=== PROVIDED DATA ===

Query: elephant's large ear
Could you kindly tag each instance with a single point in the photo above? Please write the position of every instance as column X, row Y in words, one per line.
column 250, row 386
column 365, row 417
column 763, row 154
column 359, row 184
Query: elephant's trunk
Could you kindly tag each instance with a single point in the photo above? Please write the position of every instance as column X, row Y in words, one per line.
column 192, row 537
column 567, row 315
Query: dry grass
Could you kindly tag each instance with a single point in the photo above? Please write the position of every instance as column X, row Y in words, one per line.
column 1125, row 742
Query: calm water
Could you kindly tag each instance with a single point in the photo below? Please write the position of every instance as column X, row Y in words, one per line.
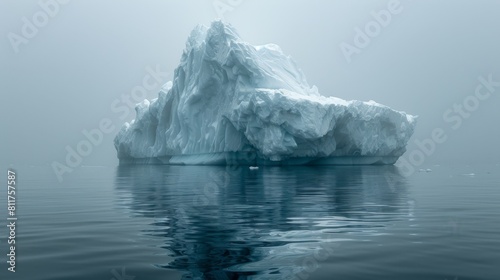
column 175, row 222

===
=== PROVIDED DATA ===

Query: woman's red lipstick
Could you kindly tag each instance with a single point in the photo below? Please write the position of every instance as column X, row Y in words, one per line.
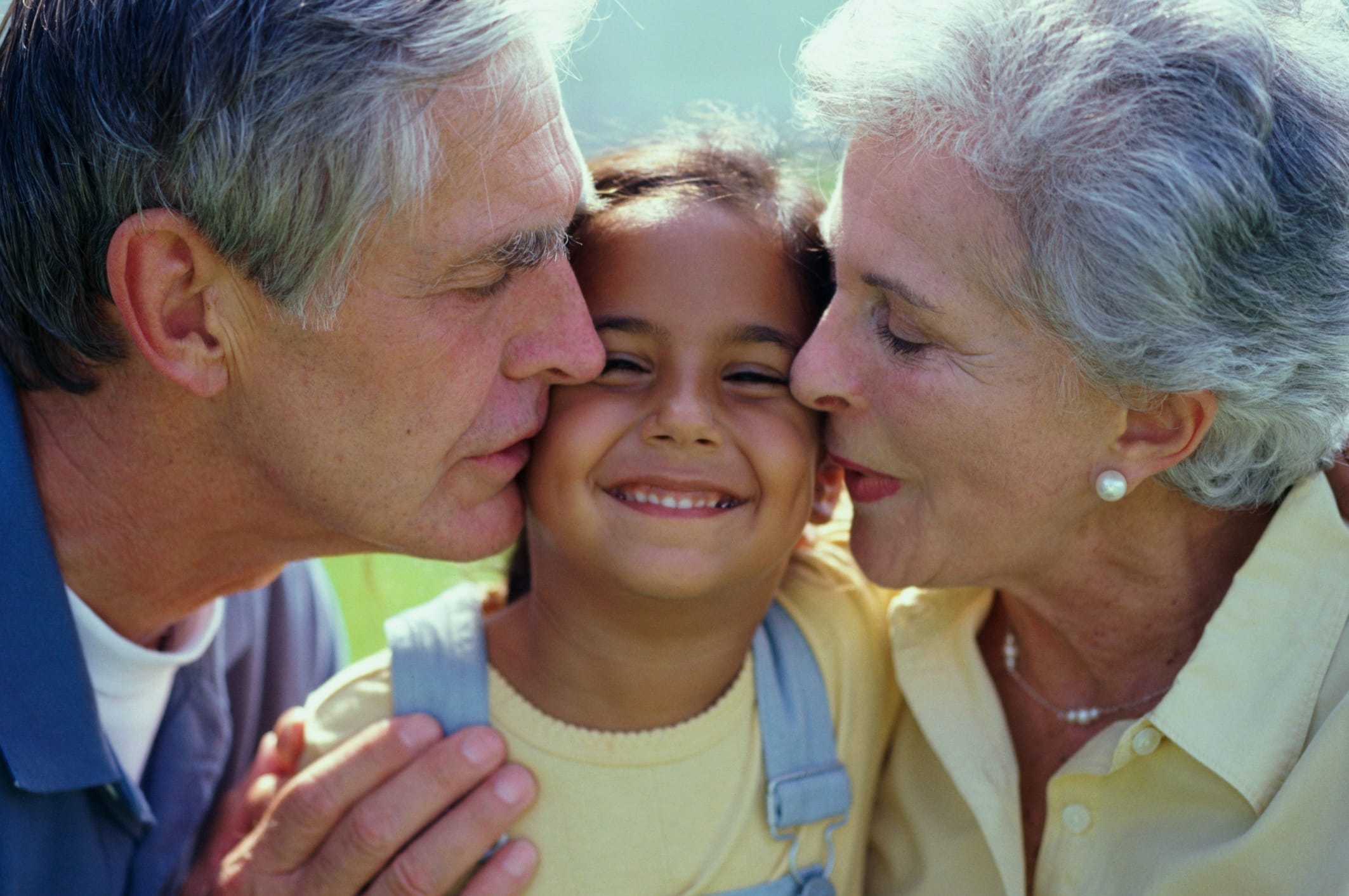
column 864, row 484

===
=== PROVIDED DATA ===

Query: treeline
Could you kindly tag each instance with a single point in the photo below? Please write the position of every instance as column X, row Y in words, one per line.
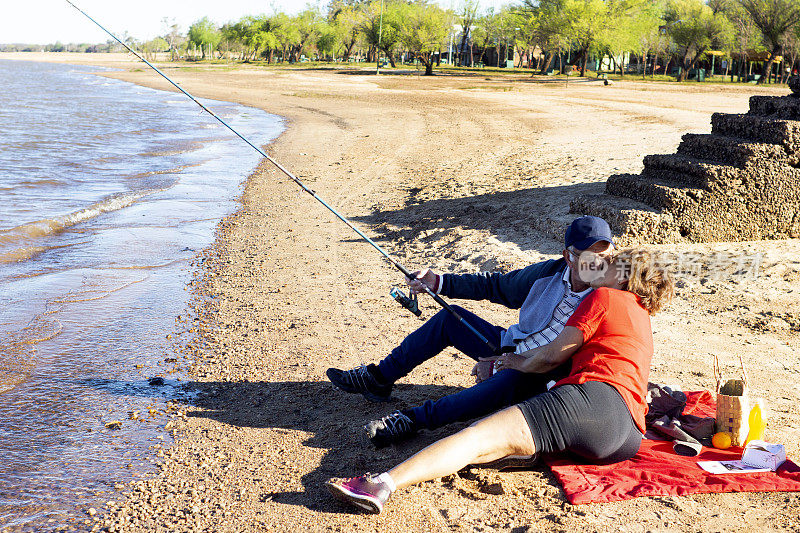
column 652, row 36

===

THE TASK: The answer is a bare number: how many lines of the records contain the string "Query"?

FINISHED EXERCISE: 6